PAGE TEXT:
<<<<

There are a number of Australian species that have become invasive when introduced into outside Australia or outside Oceania.

==Animals==
The Australian magpie has been introduced into New Zealand, where it is considered a pest because of its attacks on humans and a possible effect on the native bird population.

The common brushtail possum was introduced to New Zealand to start a fur industry, and spread nationwide. With no natural predators, these omnivores have had severe impacts on the native plants and animals they consume, including the eggs and chicks of nesting birds such as the kererū, tūī, and kākā. They are also a carrier of tuberculosis, which they can spread to livestock. Control of them has been an ongoing project of regional councils, the Department of Conservation, Forest and Bird, and various other wildlife preservation organizations.

The boatman fly (Pogonortalis doclea) is a dung-feeding platystomatid fly native to Australia that has become invasive in California.

==Plants==
=== Melaleucas in the Everglades ===

Perhaps the best known example of an Australian plant becoming an invasive species is the problematic introduction of Melaleuca quinquenervia into Florida. As with all Melaleuca species, M. quinquenervia seeds prolifically. In the absence of natural predators, it spread throughout southern Florida; at one time it was estimated that it had colonised 12% of southern Florida. The colonised area included a substantial proportion of the Everglades, an important national park and World Heritage Site. Attempts were made to control the spread by burning, but this only exacerbated the problem as it encouraged seed dispersal while failing to kill the trees. The spread of Melaleuca is now managed by a combination of regular herbicide treatment and the introduction of an Australian beetle as a biological control.

=== Acacia in southern Africa ===
A number of Acacia species have become serious environmental pests after being introduced into southern Africa. The most troublesome species are Acacia cyclops and Acacia saligna. Both are Western Australian coastal wattles, introduced to help bind drifting sand dunes. They remain serious pests, but some controls have been introduced. In the case of Acacia saligna, the introduction of acacia seed weevils (Melanterius species) has achieved complete control. A lesser degree of control has been achieved for Acacia cyclops by the introduction of a gall rust fungus (Uromycladium species).

=== Other plant examples ===

- Acaena novae-zelandiae is declared a noxious weed in the American states of Hawaii, California and Oregon.
- Cupaniopsis anacardioides, the tuckeroo, has become an invasive weed along the coastline of Florida. The plant there is known as carrotwood.
- Eucalyptus globulus has spread rapidly as an invasive species since being introduced into California in the mid-19th century. Its colonization is reducing habitats for native species (often by type shift from grasslands or oak woodlands), and increasing the threats and spread of wildfires.
- Hakea sericea has colonised much of the Table Mountain fynbos since its introduction into South Africa.
- Imperata cylindrica
- Melia azedarach
- Pittosporum undulatum has become invasive in the Caribbean, Hawaii, southern Brazil and in the Azores.

>>>>

DATA EXTRACT:
<<<<

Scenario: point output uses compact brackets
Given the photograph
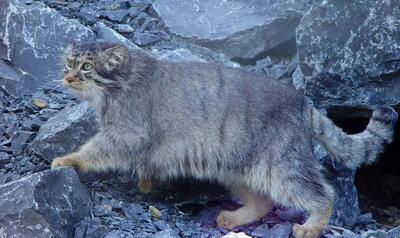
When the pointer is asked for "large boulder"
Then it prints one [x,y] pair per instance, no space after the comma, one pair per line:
[65,132]
[34,36]
[17,82]
[240,29]
[45,204]
[349,53]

>>>>

PROMPT 1: According to the page text on invasive Australian species, what was introduced into southern Africa to control Acacia saligna?
PROMPT 2: Condense the paragraph in the page text on invasive Australian species that begins "The common brushtail possum was introduced" into a bulleted list that keeps its main facts.

TASK RESPONSE 1: Acacia seed weevils (Melanterius species), which achieved complete control.

TASK RESPONSE 2:
- Introduced to New Zealand to start a fur industry, then spread nationwide.
- Has no natural predators there.
- As omnivores, they severely affect the native plants and animals they eat, including eggs and chicks of nesting birds such as the kererū, tūī, and kākā.
- Carry tuberculosis, which they can spread to livestock.
- Control is an ongoing project of regional councils, the Department of Conservation, Forest and Bird, and other wildlife preservation organizations.